▸ **PASSAGE GIVEN**:
- - - - - - -
Democratically Mutable DAO: A proposition for a fairer blockchain governance
Introduction
In my last article, I’ve discussed some of the most common types of blockchain tokens and the disadvantages of making everything a utility token.
A critique is not worth much without offering a solution, so in this article I’ll focus on a legacy inspired company governance on the blockchain.
Some of the main traits a good token should have:
- Usefulness: It seems silly to even say that you should have a useful token, but with so many solutions desperately grabbing for ICO money by “inventing” token solutions. It’s a necessary-to-mention prerequisite
- Fairness: Fairness is a tricky concept in classical finance, but you could sum it up to two sub-points
- Voting rights: The investors have a right to vote on certain company issues and veto others proportional to their holdings of shares/tokens
- Dividends: The investors have a right to a portion of the company revenue (this is not applicable to utility tokens, since you’re basically not taking in revenue in anything other than token appreciation).
- Upgradeability/Reversibility: This is a controversial thing to say the least when it comes to blockchain tokens (Just take a look at the ETH/ETC shitshow). However, I am of the opinion that no person or a group of persons can ever fully anticipate and prepare for future events. Highly precise approximations are possible (and reasonably common), but a system in which code-is-law in the sense that the system should work one way forever is impossible. Humans change over time and rivalries form, the economic climate changes and most importantly the law changes. This is why you must ensure some degree of upgradeability to your contracts.
- - - - - - -
Mask labeling examples
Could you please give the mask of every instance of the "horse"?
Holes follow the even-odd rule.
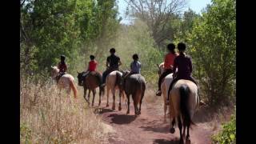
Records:
[[[161,74],[164,72],[164,62],[162,62],[160,65],[157,64],[157,66],[158,68],[158,75],[159,77]],[[164,110],[164,120],[166,121],[166,111],[167,111],[167,106],[168,105],[166,104],[166,98],[167,98],[167,93],[168,93],[168,88],[170,87],[170,85],[171,82],[173,81],[173,74],[170,74],[166,76],[165,78],[163,78],[163,81],[161,84],[161,91],[162,94],[162,98],[163,98],[163,110]]]
[[[91,106],[94,106],[94,97],[96,94],[96,88],[99,87],[99,99],[98,99],[98,106],[101,105],[101,96],[104,94],[104,89],[102,89],[100,85],[102,81],[101,78],[102,78],[102,76],[100,73],[92,71],[90,72],[85,78],[82,77],[83,73],[78,72],[78,86],[82,86],[84,90],[84,94],[83,97],[86,99],[86,101],[90,105],[90,91],[93,92],[93,101]],[[98,74],[98,75],[97,75]],[[88,100],[86,99],[86,91],[89,90],[88,93]]]
[[[57,66],[50,66],[52,68],[51,70],[51,78],[57,81],[57,85],[59,89],[66,89],[66,92],[70,94],[71,89],[74,92],[74,97],[76,98],[78,95],[78,89],[75,86],[74,78],[72,75],[65,74],[63,74],[58,81],[57,80],[57,77],[59,74],[59,70]]]
[[[122,77],[122,86],[126,94],[128,109],[126,114],[130,114],[130,95],[132,95],[134,106],[135,115],[141,114],[141,108],[142,99],[145,94],[146,90],[146,81],[145,78],[140,74],[134,74],[125,78],[128,72],[123,74]],[[139,108],[138,108],[138,104],[139,102]]]
[[[185,137],[185,130],[187,129],[186,137],[186,143],[190,143],[190,126],[194,125],[192,118],[195,110],[199,106],[199,97],[198,94],[198,87],[191,81],[180,79],[174,83],[171,88],[170,96],[170,132],[175,132],[174,124],[176,118],[178,119],[178,126],[180,131],[180,143],[183,143],[183,137]],[[183,126],[183,135],[182,130]]]
[[[118,70],[114,70],[110,73],[106,78],[106,107],[109,106],[109,95],[110,90],[111,90],[113,95],[113,104],[112,110],[115,110],[115,90],[119,90],[119,106],[118,110],[122,110],[121,107],[121,97],[124,97],[124,93],[121,86],[121,77],[122,73]]]

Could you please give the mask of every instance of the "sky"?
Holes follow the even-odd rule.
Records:
[[[129,0],[126,0],[129,1]],[[201,14],[202,9],[205,8],[207,4],[210,4],[210,0],[187,0],[188,2],[188,6],[185,10],[188,10],[189,8],[192,9],[194,11],[195,11],[197,14]],[[125,11],[126,8],[127,6],[127,3],[125,0],[118,0],[118,11],[119,11],[119,16],[122,18],[122,20],[121,21],[121,23],[128,24],[130,22],[130,20],[129,18],[125,18]]]

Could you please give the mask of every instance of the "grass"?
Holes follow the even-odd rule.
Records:
[[[21,83],[21,143],[99,143],[107,130],[82,94],[78,99],[50,82]],[[101,142],[99,142],[101,140]]]

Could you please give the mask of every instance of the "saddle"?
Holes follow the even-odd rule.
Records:
[[[56,77],[57,83],[58,82],[58,80],[66,74],[66,72],[65,73],[59,73],[59,74]]]

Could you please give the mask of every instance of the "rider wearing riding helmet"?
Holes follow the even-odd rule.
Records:
[[[67,66],[66,66],[65,59],[66,59],[65,55],[61,55],[61,62],[58,65],[58,68],[59,69],[60,74],[66,74],[67,70]]]
[[[191,58],[185,54],[186,50],[186,44],[183,42],[179,42],[178,44],[178,50],[179,51],[179,55],[174,59],[174,80],[171,82],[169,90],[168,90],[168,95],[167,95],[167,102],[169,102],[169,95],[170,92],[173,87],[173,85],[178,82],[179,79],[186,79],[192,81],[194,82],[197,86],[198,83],[192,77],[192,60]],[[176,73],[176,69],[178,68],[178,72]],[[206,105],[200,98],[199,95],[199,89],[198,90],[198,94],[199,97],[199,105]]]
[[[157,96],[161,96],[161,84],[162,81],[166,75],[173,73],[173,66],[174,58],[178,55],[175,50],[175,45],[174,43],[170,43],[167,45],[167,50],[169,53],[165,56],[164,60],[164,72],[161,74],[158,79],[158,90],[156,93]]]
[[[115,49],[111,48],[110,50],[110,55],[107,57],[106,62],[106,70],[105,70],[102,74],[102,86],[104,86],[106,83],[106,76],[114,70],[118,70],[119,66],[122,65],[120,58],[114,54]]]

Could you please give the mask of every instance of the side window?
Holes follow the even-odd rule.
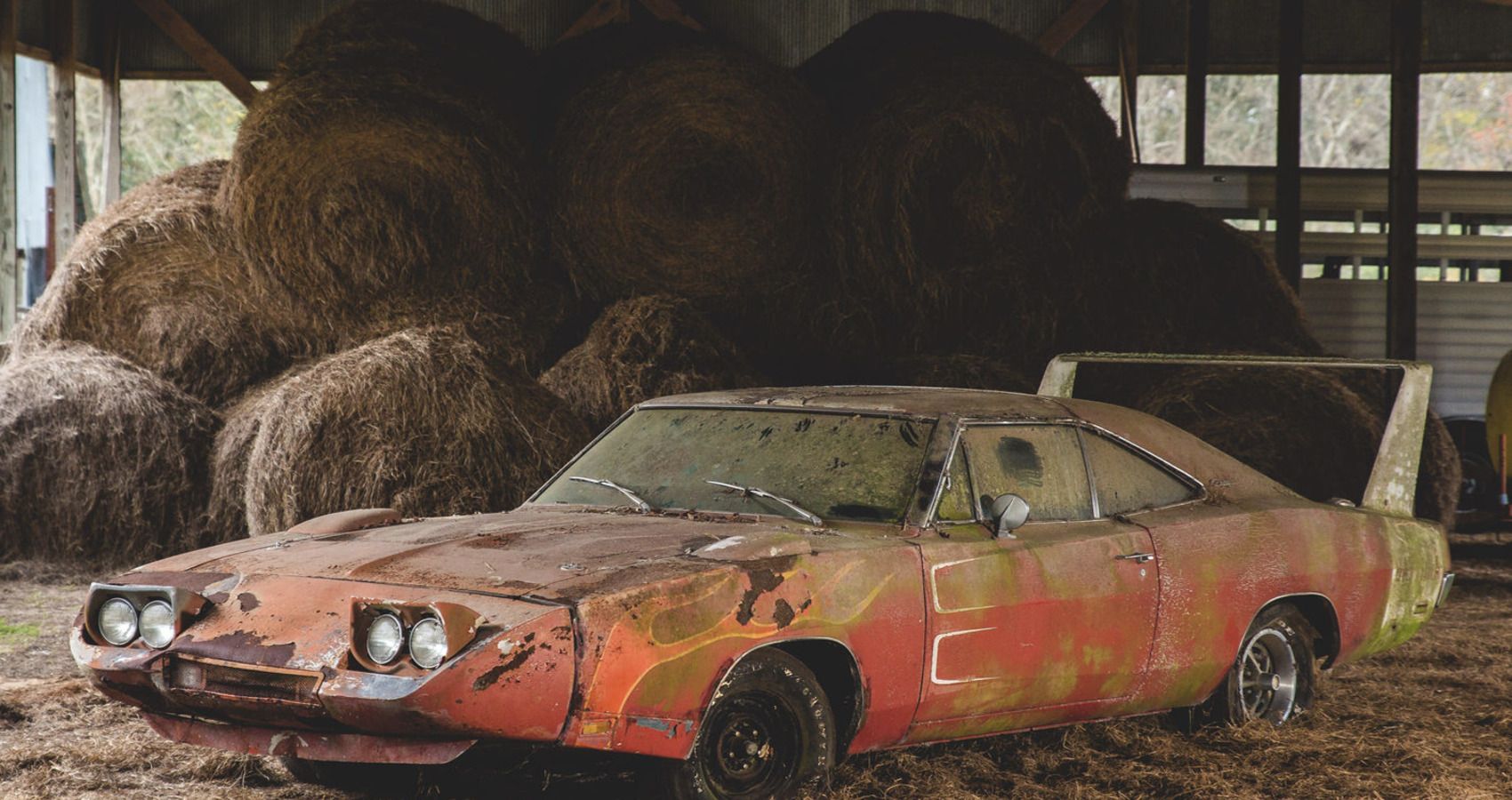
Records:
[[[980,519],[1009,491],[1030,504],[1030,522],[1092,519],[1081,442],[1069,425],[974,425],[962,436]]]
[[[1123,445],[1092,431],[1083,439],[1102,516],[1160,508],[1198,496],[1190,484]]]
[[[966,478],[965,448],[957,448],[956,457],[950,461],[950,472],[945,473],[945,488],[940,491],[940,505],[934,511],[934,519],[942,522],[977,519],[977,508],[971,502],[971,479]]]

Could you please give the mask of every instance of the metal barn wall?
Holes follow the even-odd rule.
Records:
[[[1433,364],[1433,410],[1486,413],[1486,389],[1512,349],[1512,283],[1436,283],[1418,287],[1418,358]],[[1387,354],[1387,281],[1305,280],[1302,305],[1332,352]]]
[[[103,38],[94,21],[104,3],[125,6],[121,68],[125,77],[203,76],[189,56],[157,30],[130,0],[20,0],[24,45],[50,47],[54,3],[71,2],[79,21],[79,57],[98,65]],[[266,77],[302,27],[348,0],[169,0],[191,24],[249,77]],[[553,42],[594,0],[445,0],[493,20],[540,50]],[[1075,0],[682,0],[689,15],[717,33],[792,67],[850,26],[894,9],[945,11],[990,20],[1034,39]],[[1214,73],[1276,70],[1279,0],[1211,0]],[[1185,64],[1187,0],[1142,0],[1139,60],[1145,73],[1181,73]],[[1388,67],[1388,14],[1382,0],[1315,0],[1303,5],[1303,64],[1308,71],[1376,71]],[[1116,73],[1119,14],[1102,9],[1058,53],[1093,73]],[[1512,65],[1512,6],[1486,0],[1430,0],[1423,9],[1423,65],[1486,70]]]

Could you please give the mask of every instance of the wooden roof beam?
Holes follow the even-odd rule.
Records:
[[[1077,0],[1060,15],[1058,20],[1040,33],[1039,47],[1046,54],[1054,56],[1060,53],[1061,47],[1066,47],[1081,29],[1087,27],[1087,23],[1102,11],[1102,6],[1108,5],[1108,0]]]
[[[210,77],[221,82],[243,106],[253,103],[257,97],[257,86],[253,86],[251,80],[236,68],[219,50],[210,44],[209,39],[200,35],[189,20],[184,20],[168,0],[136,0],[136,8],[142,9],[144,14],[153,24],[156,24],[163,33],[168,33],[178,47],[189,53],[189,57],[200,65]]]

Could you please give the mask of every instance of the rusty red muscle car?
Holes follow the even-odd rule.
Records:
[[[780,797],[916,743],[1281,724],[1442,602],[1444,531],[1411,514],[1426,367],[1387,364],[1355,505],[1072,399],[1086,360],[1040,395],[643,402],[510,513],[349,511],[95,584],[73,653],[159,733],[313,780],[534,744],[652,756],[659,795]]]

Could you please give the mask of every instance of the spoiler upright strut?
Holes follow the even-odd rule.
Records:
[[[1320,367],[1320,369],[1397,369],[1402,384],[1391,404],[1380,449],[1370,469],[1370,481],[1361,498],[1361,508],[1399,517],[1411,517],[1417,493],[1418,455],[1423,452],[1423,429],[1427,425],[1427,395],[1433,383],[1433,366],[1426,361],[1305,358],[1291,355],[1166,355],[1137,352],[1067,352],[1045,366],[1039,393],[1069,398],[1077,383],[1077,366],[1101,364],[1187,364],[1187,366],[1258,366],[1258,367]]]

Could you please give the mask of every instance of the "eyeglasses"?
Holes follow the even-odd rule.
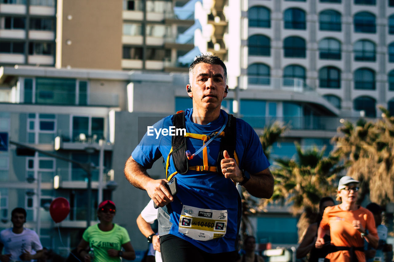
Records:
[[[113,209],[112,208],[107,208],[105,207],[102,207],[100,209],[100,212],[102,213],[107,213],[108,211],[110,212],[110,214],[115,214],[116,210],[115,209]]]
[[[348,191],[348,192],[350,192],[351,190],[353,190],[353,192],[357,192],[360,189],[360,188],[358,186],[356,186],[355,187],[345,187],[343,189],[343,190]]]

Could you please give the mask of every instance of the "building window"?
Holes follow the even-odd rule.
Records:
[[[319,86],[327,88],[341,88],[341,70],[334,66],[323,67],[319,71]]]
[[[306,57],[306,43],[305,40],[298,37],[290,37],[283,41],[283,49],[285,57]]]
[[[375,61],[375,45],[369,40],[360,40],[356,42],[353,47],[354,60],[356,61]]]
[[[370,5],[376,4],[376,0],[354,0],[355,4]]]
[[[22,42],[0,42],[0,53],[24,54],[25,43]]]
[[[141,24],[125,23],[123,24],[123,35],[142,35],[142,27]]]
[[[394,34],[394,15],[388,17],[388,33]]]
[[[354,15],[354,31],[357,33],[376,33],[375,15],[369,12],[360,12]]]
[[[394,42],[388,45],[388,62],[394,62]]]
[[[142,59],[142,48],[123,46],[123,59]]]
[[[353,109],[356,111],[363,111],[367,117],[376,117],[376,101],[369,96],[358,97],[353,101]]]
[[[341,109],[341,99],[334,95],[324,95],[323,98],[339,109]]]
[[[26,19],[24,17],[5,17],[0,18],[0,24],[4,29],[24,29]]]
[[[392,70],[388,73],[388,90],[394,91],[394,70]]]
[[[51,55],[54,54],[54,46],[52,43],[29,43],[29,55]]]
[[[260,63],[247,67],[248,83],[251,85],[269,85],[269,66]]]
[[[306,29],[305,11],[299,8],[289,8],[284,11],[284,28],[286,29]]]
[[[320,30],[328,31],[340,31],[342,28],[341,14],[333,10],[322,11],[319,15]]]
[[[325,38],[319,43],[320,59],[340,60],[341,42],[334,38]]]
[[[306,78],[305,68],[301,66],[292,65],[283,70],[283,85],[303,86]]]
[[[250,27],[271,27],[271,11],[263,6],[253,6],[248,10]]]
[[[262,35],[255,35],[248,39],[249,55],[271,55],[271,39]]]
[[[30,29],[32,30],[53,31],[55,30],[55,21],[53,19],[43,18],[31,18]]]
[[[368,68],[361,68],[354,72],[354,88],[356,89],[375,89],[375,71]]]

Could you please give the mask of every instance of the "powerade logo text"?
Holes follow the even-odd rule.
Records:
[[[152,136],[156,134],[156,139],[159,138],[160,134],[162,136],[184,136],[186,135],[186,129],[175,128],[175,126],[169,126],[169,128],[159,128],[158,129],[152,126],[148,127],[147,135]]]
[[[198,216],[203,216],[205,218],[212,218],[212,212],[205,212],[204,211],[200,211],[198,212]]]

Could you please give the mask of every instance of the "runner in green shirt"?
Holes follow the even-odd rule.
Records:
[[[85,262],[117,262],[121,257],[135,259],[136,253],[126,229],[112,223],[115,212],[115,204],[110,200],[98,205],[97,217],[100,222],[85,231],[77,247]],[[93,255],[86,252],[88,247],[93,249]]]

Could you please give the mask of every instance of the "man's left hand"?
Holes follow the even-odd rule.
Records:
[[[241,183],[243,180],[242,172],[238,167],[238,165],[235,159],[230,157],[230,155],[225,150],[223,151],[224,158],[220,161],[220,167],[222,169],[222,173],[224,174],[226,178],[230,178],[234,182]]]

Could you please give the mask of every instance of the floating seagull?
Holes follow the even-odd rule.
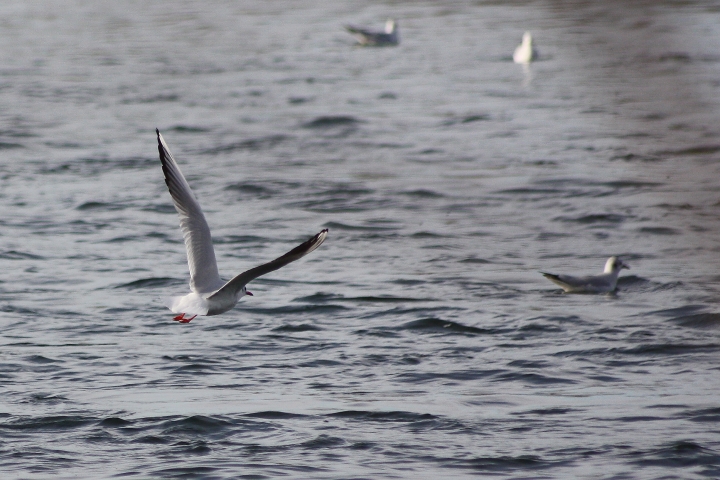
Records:
[[[229,282],[224,282],[218,273],[210,227],[200,209],[200,204],[195,199],[190,185],[170,153],[165,139],[160,135],[159,130],[156,129],[155,132],[158,136],[158,151],[165,174],[165,183],[175,203],[175,210],[180,215],[180,229],[185,238],[188,266],[190,267],[190,290],[192,292],[184,297],[169,298],[165,303],[173,313],[180,314],[173,320],[188,323],[198,315],[218,315],[227,312],[243,296],[252,296],[252,293],[245,288],[249,282],[301,259],[325,241],[327,228],[282,257],[251,268]],[[192,315],[192,317],[188,318],[185,316],[186,314]]]
[[[513,62],[515,63],[530,63],[533,60],[537,60],[538,53],[532,46],[532,35],[530,32],[523,34],[523,43],[518,45],[513,53]]]
[[[605,262],[605,272],[602,275],[588,275],[587,277],[573,277],[570,275],[554,275],[540,272],[545,278],[562,287],[567,293],[604,293],[612,292],[617,286],[617,277],[620,270],[630,267],[618,257],[610,257]]]
[[[352,33],[355,38],[358,39],[360,45],[366,46],[389,46],[397,45],[400,42],[398,37],[398,25],[395,20],[388,20],[385,22],[385,31],[379,32],[374,30],[368,30],[362,27],[355,27],[353,25],[346,25],[345,29]]]

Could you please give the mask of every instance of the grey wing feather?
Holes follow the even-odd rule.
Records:
[[[180,215],[180,229],[185,239],[190,268],[190,288],[200,293],[212,292],[222,285],[222,280],[217,270],[210,227],[165,139],[160,135],[159,130],[155,131],[165,184],[170,191],[175,210]]]
[[[307,242],[301,243],[297,247],[293,248],[282,257],[278,257],[272,262],[264,263],[260,266],[251,268],[250,270],[241,273],[240,275],[236,276],[235,278],[227,282],[225,285],[223,285],[220,290],[215,292],[209,298],[212,298],[215,295],[219,295],[221,292],[224,292],[228,289],[231,289],[233,292],[237,292],[257,277],[265,275],[266,273],[274,272],[275,270],[284,267],[288,263],[301,259],[305,255],[322,245],[322,243],[325,241],[325,237],[327,237],[327,234],[328,230],[326,228],[314,237],[312,237]]]

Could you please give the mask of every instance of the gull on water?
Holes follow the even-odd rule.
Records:
[[[190,190],[190,185],[180,171],[180,167],[170,153],[165,139],[160,135],[159,130],[156,129],[155,132],[158,137],[158,152],[165,175],[165,183],[170,190],[175,210],[180,215],[180,229],[185,238],[188,266],[190,267],[190,290],[192,291],[183,297],[169,298],[165,303],[173,313],[180,314],[173,320],[188,323],[198,315],[218,315],[227,312],[245,295],[252,296],[252,293],[245,288],[249,282],[301,259],[325,241],[328,234],[327,229],[271,262],[251,268],[228,282],[221,280],[215,262],[210,227],[205,220],[205,215]],[[185,315],[192,315],[192,317]]]
[[[610,257],[605,262],[605,271],[600,275],[573,277],[571,275],[555,275],[540,272],[545,278],[562,287],[567,293],[605,293],[612,292],[617,286],[620,270],[630,267],[618,257]]]
[[[357,38],[360,45],[367,46],[389,46],[397,45],[400,42],[398,24],[395,20],[389,19],[385,22],[384,31],[369,30],[354,25],[346,25],[345,29]]]
[[[523,34],[523,43],[518,45],[513,53],[513,62],[515,63],[530,63],[533,60],[537,60],[538,52],[532,45],[532,35],[530,32]]]

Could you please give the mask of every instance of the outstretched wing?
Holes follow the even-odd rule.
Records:
[[[236,293],[242,287],[244,287],[257,277],[265,275],[266,273],[274,272],[275,270],[284,267],[288,263],[301,259],[305,255],[322,245],[322,242],[325,241],[325,237],[327,237],[327,234],[328,229],[326,228],[314,237],[312,237],[307,242],[301,243],[297,247],[293,248],[282,257],[276,258],[272,262],[264,263],[258,267],[251,268],[250,270],[241,273],[240,275],[236,276],[235,278],[227,282],[225,285],[223,285],[220,290],[212,294],[212,296],[210,296],[209,298],[213,298],[216,295],[223,295],[228,290]]]
[[[212,292],[223,282],[217,271],[210,227],[165,139],[160,135],[159,130],[156,129],[155,132],[158,136],[158,152],[165,183],[175,203],[175,210],[180,215],[180,229],[185,238],[190,268],[190,288],[198,293]]]

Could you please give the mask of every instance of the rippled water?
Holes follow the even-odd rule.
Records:
[[[386,17],[397,48],[341,28]],[[0,25],[3,477],[720,476],[714,2],[8,1]],[[155,127],[226,277],[327,242],[173,322]],[[538,273],[610,255],[615,295]]]

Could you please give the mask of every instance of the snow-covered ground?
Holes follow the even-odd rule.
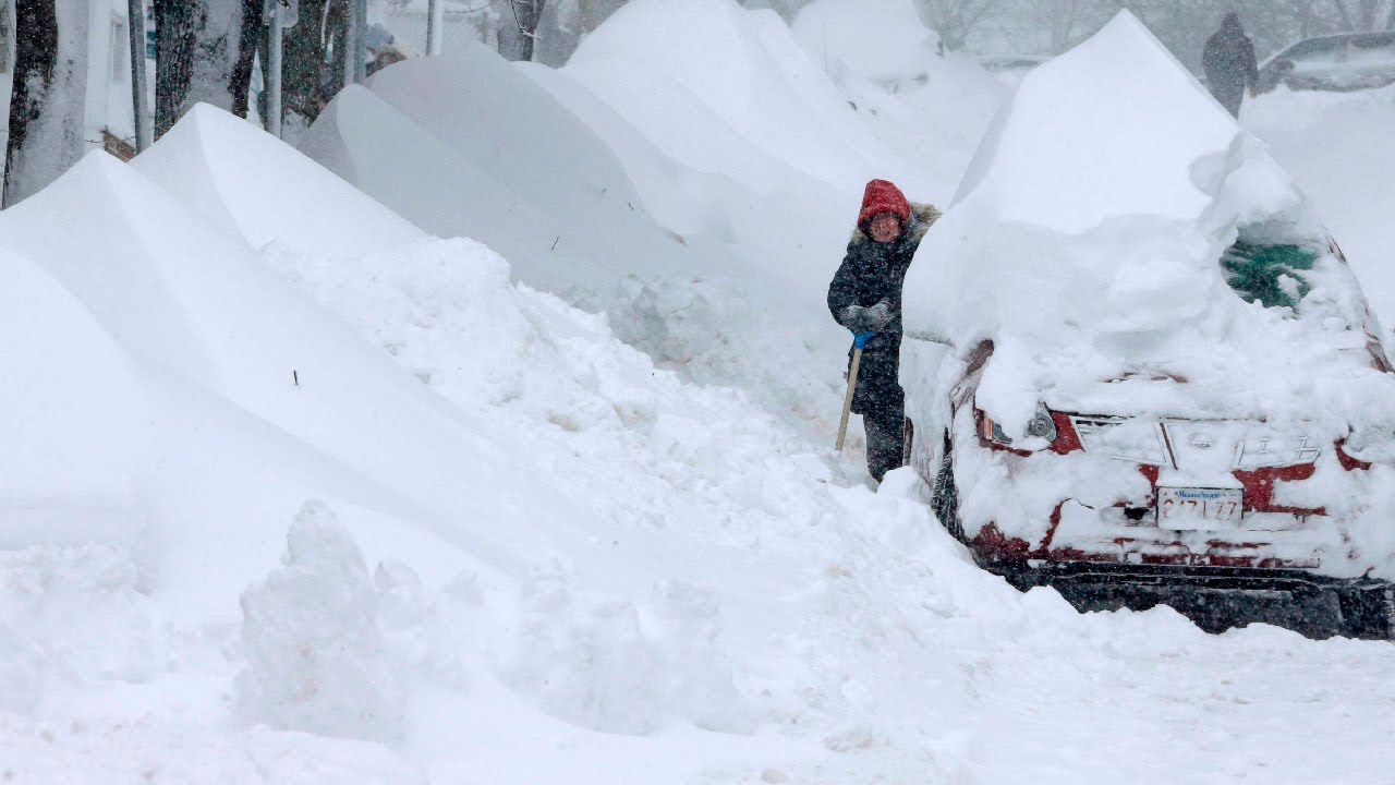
- - - - - - -
▸ **DIRECTIONS**:
A. According to the governance article, what two sub-points sum up fairness?
B. Reproduce the part of the governance article starting at "A critique is" and ending at "than token appreciation).".
Rely only on the governance article, not on the records.

▸ **WORKED SOLUTIONS**:
A. Voting rights and dividends.

B.
A critique is not worth much without offering a solution, so in this article I’ll focus on a legacy inspired company governance on the blockchain.
Some of the main traits a good token should have:
- Usefulness: It seems silly to even say that you should have a useful token, but with so many solutions desperately grabbing for ICO money by “inventing” token solutions. It’s a necessary-to-mention prerequisite
- Fairness: Fairness is a tricky concept in classical finance, but you could sum it up to two sub-points
- Voting rights: The investors have a right to vote on certain company issues and veto others proportional to their holdings of shares/tokens
- Dividends: The investors have a right to a portion of the company revenue (this is not applicable to utility tokens, since you’re basically not taking in revenue in anything other than token appreciation).